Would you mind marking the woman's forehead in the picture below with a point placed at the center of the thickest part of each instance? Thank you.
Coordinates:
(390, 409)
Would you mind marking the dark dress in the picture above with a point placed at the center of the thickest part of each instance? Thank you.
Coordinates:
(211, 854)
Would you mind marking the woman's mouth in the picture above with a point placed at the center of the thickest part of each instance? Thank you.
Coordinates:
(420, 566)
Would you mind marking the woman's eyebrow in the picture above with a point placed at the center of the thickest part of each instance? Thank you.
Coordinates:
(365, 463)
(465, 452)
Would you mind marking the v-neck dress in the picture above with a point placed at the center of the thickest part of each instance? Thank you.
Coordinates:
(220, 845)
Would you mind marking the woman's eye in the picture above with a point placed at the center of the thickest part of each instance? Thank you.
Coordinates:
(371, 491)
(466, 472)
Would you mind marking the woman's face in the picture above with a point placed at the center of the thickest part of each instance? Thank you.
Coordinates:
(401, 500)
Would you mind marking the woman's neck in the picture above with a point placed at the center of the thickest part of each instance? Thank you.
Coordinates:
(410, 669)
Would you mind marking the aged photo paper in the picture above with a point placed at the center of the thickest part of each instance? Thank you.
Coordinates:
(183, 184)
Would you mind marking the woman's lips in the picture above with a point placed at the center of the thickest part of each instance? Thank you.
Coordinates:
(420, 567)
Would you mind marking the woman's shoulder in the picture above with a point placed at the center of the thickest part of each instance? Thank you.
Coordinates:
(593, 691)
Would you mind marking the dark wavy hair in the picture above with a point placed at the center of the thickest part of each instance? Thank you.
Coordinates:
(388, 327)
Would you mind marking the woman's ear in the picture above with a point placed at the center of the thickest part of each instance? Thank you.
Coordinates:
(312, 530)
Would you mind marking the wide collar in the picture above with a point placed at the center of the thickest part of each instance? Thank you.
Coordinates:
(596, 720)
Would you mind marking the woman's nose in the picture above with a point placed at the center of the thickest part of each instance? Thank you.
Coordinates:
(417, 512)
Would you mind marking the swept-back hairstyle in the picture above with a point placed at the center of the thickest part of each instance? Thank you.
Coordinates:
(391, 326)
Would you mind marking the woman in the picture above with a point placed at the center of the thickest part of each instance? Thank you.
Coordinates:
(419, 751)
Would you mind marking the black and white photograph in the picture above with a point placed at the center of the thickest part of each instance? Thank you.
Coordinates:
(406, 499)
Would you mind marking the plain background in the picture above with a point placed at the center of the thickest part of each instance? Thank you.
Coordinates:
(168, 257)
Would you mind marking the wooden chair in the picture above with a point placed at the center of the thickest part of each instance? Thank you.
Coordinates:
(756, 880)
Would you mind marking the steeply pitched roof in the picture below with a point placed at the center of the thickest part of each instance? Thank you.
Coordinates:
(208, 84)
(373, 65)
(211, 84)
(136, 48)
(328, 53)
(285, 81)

[Activity]: Each line in the listing is to be returned exactly.

[Task output]:
Would you mind marking the woman's forehead in the picture below with a point placed at the center of the thickest part of each instance? Thank you.
Coordinates:
(390, 409)
Would you mind marking the dark dress in the picture above with a point placed at the center of the thickest part of each instance? Thank you.
Coordinates:
(211, 854)
Would you mind marking the woman's mouth in the picture above with a point placed at the center of the thickest part of each instance? Thank you.
Coordinates:
(420, 566)
Would you mind marking the woman's eyebrow in the picture above with a point placed at the center of the thickest part of each instance? Thank you.
Coordinates:
(365, 463)
(465, 452)
Would you mind marking the v-neck dress in the picture above with a point placed at the center of the thickest part of each instance? Thank you.
Coordinates:
(220, 845)
Would you mind marking the woman's eye in the picture above with a point placed at the center of the thickest part of each instance? Thank you.
Coordinates:
(371, 491)
(466, 472)
Would you mind marking the woman's face in the picture above with a point placed at the center of the thickest part of each instance? Thank you.
Coordinates:
(401, 500)
Would you mind marking the woman's neck in the picture above with a point placed at the center of the thickest part of each instance? Thank you.
Coordinates:
(410, 669)
Would you mind marking the aged photo paper in the picture above with a point placed at the center of the thickest part of each instance? Thank you.
Coordinates:
(183, 184)
Would you mind marking the woman's lips in the picture above with a point placed at the center of the thickest part of each instance? Thank you.
Coordinates:
(420, 567)
Would you mind marking the woman's shoulder in the picture above with a point placed at the center of the thickest part of each instance? Thank you.
Coordinates:
(593, 691)
Would you mind marking the dark wavy hair in the picture above with a point placed at the center of the thickest part of each instance? Thank you.
Coordinates:
(388, 327)
Would you mind marking the woman's ear in the picture above with a point placed at the center of the thickest part of each instance? Thank you.
Coordinates:
(312, 530)
Would you mind marking the wide collar in the picture above with a point placed at the center of the thickest part of each instance? Thank you.
Coordinates:
(596, 720)
Would you mind marking the woman's nose in the picture above with a point placed at the center of the thickest part of each instance? Thank you.
Coordinates:
(417, 512)
Would you mind marking the swept-back hairstyle in the picture above with a point placed at the center of the thickest part of each instance? Thank you.
Coordinates:
(391, 326)
Would you mind marking the woman in the picture above with a point placed at the center of the thickest part of each instance? Thank you.
Coordinates:
(419, 751)
Would you mind marking the black and white photograph in the picture above with a point placed at the center of the thickest part of each instance? Thank you.
Coordinates:
(406, 499)
Would you mind marking the plain background in the picture above with a point placed at the center of the thickest part of each instance? Thank you.
Coordinates:
(168, 257)
Would you mind marking the wooden chair in the picture above with a point placed at the center of the thickest part of each instance? Thank you.
Coordinates:
(756, 880)
Would you mind marking the steeply pitched roof in the picture below with a point placed at the center of the thickest part of each instance? Thank you.
Coordinates:
(208, 84)
(373, 65)
(211, 84)
(136, 48)
(328, 53)
(285, 81)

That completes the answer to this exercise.